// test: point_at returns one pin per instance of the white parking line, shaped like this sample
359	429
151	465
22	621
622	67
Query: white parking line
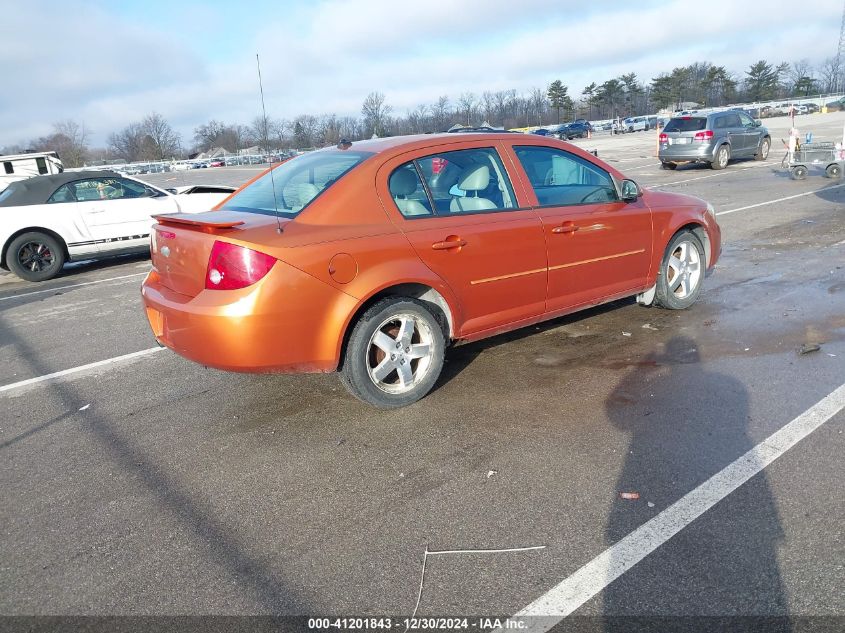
627	169
797	195
57	288
564	598
721	173
73	370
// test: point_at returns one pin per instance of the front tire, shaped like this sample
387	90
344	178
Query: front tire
35	256
681	272
395	352
723	155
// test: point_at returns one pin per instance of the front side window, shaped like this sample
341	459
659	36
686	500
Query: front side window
560	178
108	189
466	181
65	193
294	184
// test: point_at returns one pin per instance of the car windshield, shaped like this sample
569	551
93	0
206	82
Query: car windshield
294	184
686	124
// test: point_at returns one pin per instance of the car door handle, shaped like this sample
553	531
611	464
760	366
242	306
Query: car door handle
449	243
------------------------------
= Work instructions =
Can you reproduce every line of the entries above character for character, leaving out the pictures?

= Solution =
// test: point_at returns one pin per instance of the white parking line, shaped like this sample
359	429
151	465
22	621
622	67
Query: white parking line
627	169
797	195
57	288
564	598
721	173
73	370
// test: point_at returns one pin per instance of the front tire, shaped like this sample
387	90
344	178
Query: front tire
35	256
681	272
395	352
723	155
// test: point_at returns one pin per instance of the front side window, shaped like this sample
341	459
659	36
686	500
Query: front side window
560	178
108	189
466	181
65	193
294	184
// test: point_at returns one pin per instance of the car windshield, shaped like this sample
569	551
93	0
206	82
Query: car windshield
294	184
686	124
// test: point_at returns one pin per instance of the car door handle, shaped like this sample
553	531
611	464
760	366
242	306
Query: car door handle
449	243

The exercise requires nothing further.